──────── RECORDS SHOWN

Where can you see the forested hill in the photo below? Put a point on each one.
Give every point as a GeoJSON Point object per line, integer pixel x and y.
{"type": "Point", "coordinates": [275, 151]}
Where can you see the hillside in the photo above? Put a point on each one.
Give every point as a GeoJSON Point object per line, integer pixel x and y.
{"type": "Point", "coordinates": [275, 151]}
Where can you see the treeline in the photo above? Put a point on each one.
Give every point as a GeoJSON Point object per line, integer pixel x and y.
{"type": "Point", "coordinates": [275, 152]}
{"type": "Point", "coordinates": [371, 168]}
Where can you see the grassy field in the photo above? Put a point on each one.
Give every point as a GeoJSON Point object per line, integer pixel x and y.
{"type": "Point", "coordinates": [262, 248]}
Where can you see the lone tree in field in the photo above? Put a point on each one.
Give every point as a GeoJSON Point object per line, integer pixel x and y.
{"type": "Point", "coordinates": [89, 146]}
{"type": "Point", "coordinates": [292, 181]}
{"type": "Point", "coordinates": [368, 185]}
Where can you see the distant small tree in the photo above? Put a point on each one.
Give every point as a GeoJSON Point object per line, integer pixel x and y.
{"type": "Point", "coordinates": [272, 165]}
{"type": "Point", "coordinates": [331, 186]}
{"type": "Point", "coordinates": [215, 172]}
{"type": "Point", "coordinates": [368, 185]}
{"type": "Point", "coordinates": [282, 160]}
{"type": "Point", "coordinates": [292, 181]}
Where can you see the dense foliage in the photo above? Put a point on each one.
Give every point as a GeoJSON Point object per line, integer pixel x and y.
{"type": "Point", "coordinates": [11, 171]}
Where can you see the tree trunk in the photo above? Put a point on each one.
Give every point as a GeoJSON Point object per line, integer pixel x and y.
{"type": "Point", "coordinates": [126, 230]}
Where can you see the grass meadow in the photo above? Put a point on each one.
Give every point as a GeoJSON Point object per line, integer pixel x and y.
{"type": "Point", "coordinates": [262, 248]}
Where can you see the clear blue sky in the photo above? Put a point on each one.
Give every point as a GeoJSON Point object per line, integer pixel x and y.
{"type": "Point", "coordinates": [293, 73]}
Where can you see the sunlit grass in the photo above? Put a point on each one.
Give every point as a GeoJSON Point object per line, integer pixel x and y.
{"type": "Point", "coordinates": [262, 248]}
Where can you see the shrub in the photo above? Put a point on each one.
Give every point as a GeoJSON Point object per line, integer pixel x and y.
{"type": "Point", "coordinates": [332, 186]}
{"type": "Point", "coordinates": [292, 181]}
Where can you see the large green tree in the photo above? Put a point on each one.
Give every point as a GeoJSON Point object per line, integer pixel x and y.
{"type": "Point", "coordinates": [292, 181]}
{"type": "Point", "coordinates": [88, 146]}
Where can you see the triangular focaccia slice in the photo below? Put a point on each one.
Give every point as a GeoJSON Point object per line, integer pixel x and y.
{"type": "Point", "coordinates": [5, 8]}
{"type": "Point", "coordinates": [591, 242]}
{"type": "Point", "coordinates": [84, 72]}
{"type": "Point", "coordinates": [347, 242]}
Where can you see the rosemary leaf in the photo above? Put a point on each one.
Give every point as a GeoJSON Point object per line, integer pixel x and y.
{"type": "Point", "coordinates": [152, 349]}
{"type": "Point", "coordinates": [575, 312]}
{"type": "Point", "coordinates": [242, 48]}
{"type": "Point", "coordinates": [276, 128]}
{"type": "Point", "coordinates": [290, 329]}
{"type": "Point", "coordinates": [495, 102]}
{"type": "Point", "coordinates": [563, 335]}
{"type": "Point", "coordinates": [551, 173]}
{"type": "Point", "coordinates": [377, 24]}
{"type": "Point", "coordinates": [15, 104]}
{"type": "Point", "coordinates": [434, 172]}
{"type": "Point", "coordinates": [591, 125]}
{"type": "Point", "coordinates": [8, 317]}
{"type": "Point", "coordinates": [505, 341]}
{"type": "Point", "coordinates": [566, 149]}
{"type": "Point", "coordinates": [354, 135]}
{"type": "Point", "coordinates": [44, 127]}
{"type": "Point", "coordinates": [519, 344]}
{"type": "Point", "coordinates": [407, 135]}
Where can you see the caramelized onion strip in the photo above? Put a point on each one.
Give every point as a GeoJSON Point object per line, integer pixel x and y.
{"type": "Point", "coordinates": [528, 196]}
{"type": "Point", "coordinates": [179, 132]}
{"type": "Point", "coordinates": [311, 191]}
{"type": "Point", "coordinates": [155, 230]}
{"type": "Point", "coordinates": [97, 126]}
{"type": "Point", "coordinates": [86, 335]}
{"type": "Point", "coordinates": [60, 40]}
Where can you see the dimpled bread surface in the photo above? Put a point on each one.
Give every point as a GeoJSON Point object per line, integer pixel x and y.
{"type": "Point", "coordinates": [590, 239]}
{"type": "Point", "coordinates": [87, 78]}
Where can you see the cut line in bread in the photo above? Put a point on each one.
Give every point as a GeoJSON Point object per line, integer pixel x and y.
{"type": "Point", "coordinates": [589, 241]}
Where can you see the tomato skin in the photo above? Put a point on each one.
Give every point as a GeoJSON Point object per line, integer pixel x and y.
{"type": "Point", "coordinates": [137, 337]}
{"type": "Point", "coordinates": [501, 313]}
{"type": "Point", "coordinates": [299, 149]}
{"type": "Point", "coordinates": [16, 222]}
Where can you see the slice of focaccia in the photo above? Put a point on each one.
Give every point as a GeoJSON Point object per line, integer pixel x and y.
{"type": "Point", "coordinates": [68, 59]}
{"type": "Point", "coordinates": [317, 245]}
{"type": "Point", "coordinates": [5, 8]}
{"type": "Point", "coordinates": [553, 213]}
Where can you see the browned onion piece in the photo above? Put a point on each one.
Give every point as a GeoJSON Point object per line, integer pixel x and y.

────────────────

**EXERCISE DIRECTIONS:** Your response should consist of the records, printed exactly.

**OUTPUT BELOW:**
Where can you see the forested hill in the photo below? Put a point on each one.
Give every point as a GeoJSON Point object per line, integer pixel x and y.
{"type": "Point", "coordinates": [275, 151]}
Where can you see the hillside in the photo above? Put a point on each one.
Give every point as a GeoJSON Point object per line, integer pixel x and y.
{"type": "Point", "coordinates": [275, 151]}
Where can you see the treeline in the photo above? Put a point on each one.
Give every point as a GeoJSON Point object per line, integer pixel x and y.
{"type": "Point", "coordinates": [275, 152]}
{"type": "Point", "coordinates": [371, 168]}
Where can you see the grassy field in the photo above? Put a point on each one.
Give every point as a GeoJSON Point object per line, integer pixel x and y.
{"type": "Point", "coordinates": [262, 248]}
Where can you see the lone tree in field in the photo above? Put a point on each one.
Give every point as a GeoJSON Point object per line, integer pixel x and y.
{"type": "Point", "coordinates": [89, 146]}
{"type": "Point", "coordinates": [292, 181]}
{"type": "Point", "coordinates": [368, 185]}
Where can you see the distant small tree in the photo above? Put a point on each one.
Give every point as a GeoJSON Point object per line, integer pixel x and y.
{"type": "Point", "coordinates": [272, 165]}
{"type": "Point", "coordinates": [331, 186]}
{"type": "Point", "coordinates": [215, 172]}
{"type": "Point", "coordinates": [368, 185]}
{"type": "Point", "coordinates": [282, 160]}
{"type": "Point", "coordinates": [292, 181]}
Where can you see the dense foliage in the photo above? Put a point on each one.
Give every point as a GeoJSON Point object per line, integer pixel x and y.
{"type": "Point", "coordinates": [11, 171]}
Where can you see the tree trunk in the photo above? Put a point on each one.
Give every point as a GeoJSON Point object per line, integer pixel x and y.
{"type": "Point", "coordinates": [126, 230]}
Where can you see the grass meadow in the photo above? Put a point on each one.
Give every point as a GeoJSON Point object per line, integer pixel x and y.
{"type": "Point", "coordinates": [262, 248]}
Where can you see the clear blue sky in the photo above? Put a point on each one.
Give every point as a GeoJSON Point object per line, integer pixel x and y.
{"type": "Point", "coordinates": [293, 73]}
Where can you see the sunlit grass in the photo above? Put a point on each one.
Give every point as a GeoJSON Point object per line, integer pixel x and y.
{"type": "Point", "coordinates": [262, 248]}
Where can you see the shrub in the photo above? Put a point on each one.
Give every point as a GeoJSON Point object per line, integer pixel x and y.
{"type": "Point", "coordinates": [332, 186]}
{"type": "Point", "coordinates": [292, 181]}
Where can you see the large green tree in the photo above? Put a point on each one.
Give every point as a GeoJSON Point object per line, integer pixel x and y.
{"type": "Point", "coordinates": [292, 181]}
{"type": "Point", "coordinates": [88, 146]}
Where can you see the triangular focaccia slice in the photo below? Put a point on each one.
Give every point as a GeoJSON Point object per line, integer pixel x and y.
{"type": "Point", "coordinates": [5, 8]}
{"type": "Point", "coordinates": [591, 242]}
{"type": "Point", "coordinates": [84, 72]}
{"type": "Point", "coordinates": [347, 242]}
Where can you see the rosemary leaf in the photo above? Put a point on each one.
Give every point as a GeoJSON Point object per line, integer pixel x and y.
{"type": "Point", "coordinates": [152, 349]}
{"type": "Point", "coordinates": [575, 312]}
{"type": "Point", "coordinates": [242, 48]}
{"type": "Point", "coordinates": [276, 128]}
{"type": "Point", "coordinates": [290, 329]}
{"type": "Point", "coordinates": [495, 102]}
{"type": "Point", "coordinates": [563, 335]}
{"type": "Point", "coordinates": [551, 173]}
{"type": "Point", "coordinates": [377, 24]}
{"type": "Point", "coordinates": [15, 104]}
{"type": "Point", "coordinates": [434, 172]}
{"type": "Point", "coordinates": [591, 125]}
{"type": "Point", "coordinates": [8, 317]}
{"type": "Point", "coordinates": [505, 341]}
{"type": "Point", "coordinates": [566, 149]}
{"type": "Point", "coordinates": [354, 135]}
{"type": "Point", "coordinates": [44, 127]}
{"type": "Point", "coordinates": [519, 344]}
{"type": "Point", "coordinates": [407, 135]}
Where can you see the caramelized onion strip in the photo above? Put a point on each one.
Give every point as a GeoJSON Point object per line, integer pixel x and y.
{"type": "Point", "coordinates": [528, 196]}
{"type": "Point", "coordinates": [179, 132]}
{"type": "Point", "coordinates": [311, 191]}
{"type": "Point", "coordinates": [155, 230]}
{"type": "Point", "coordinates": [97, 126]}
{"type": "Point", "coordinates": [86, 335]}
{"type": "Point", "coordinates": [60, 40]}
Where can you see the dimpled bread surface in the photo above? Put a point on each one.
Give every point as a GeoJSON Point object per line, integer pixel x and y.
{"type": "Point", "coordinates": [590, 239]}
{"type": "Point", "coordinates": [87, 78]}
Where can you see the cut line in bread in the photo above? Put a point on each one.
Give every point as a GeoJSON Point object per line, integer pixel x and y.
{"type": "Point", "coordinates": [589, 241]}
Where can you see the tomato skin in the photo above? Put a point on each one.
Give every point as a GeoJSON Point object per line, integer pixel x and y.
{"type": "Point", "coordinates": [137, 337]}
{"type": "Point", "coordinates": [501, 313]}
{"type": "Point", "coordinates": [299, 149]}
{"type": "Point", "coordinates": [16, 222]}
Where can you see the slice of focaccia in the photo above? Put a point on each one.
Give every point as a GeoJSON Point object per line, integer pixel x and y.
{"type": "Point", "coordinates": [68, 59]}
{"type": "Point", "coordinates": [317, 245]}
{"type": "Point", "coordinates": [5, 8]}
{"type": "Point", "coordinates": [553, 213]}
Where can you see the browned onion piece in the photo above? Put a point on each one.
Give every point as a GeoJSON Point object per line, integer pixel x and y.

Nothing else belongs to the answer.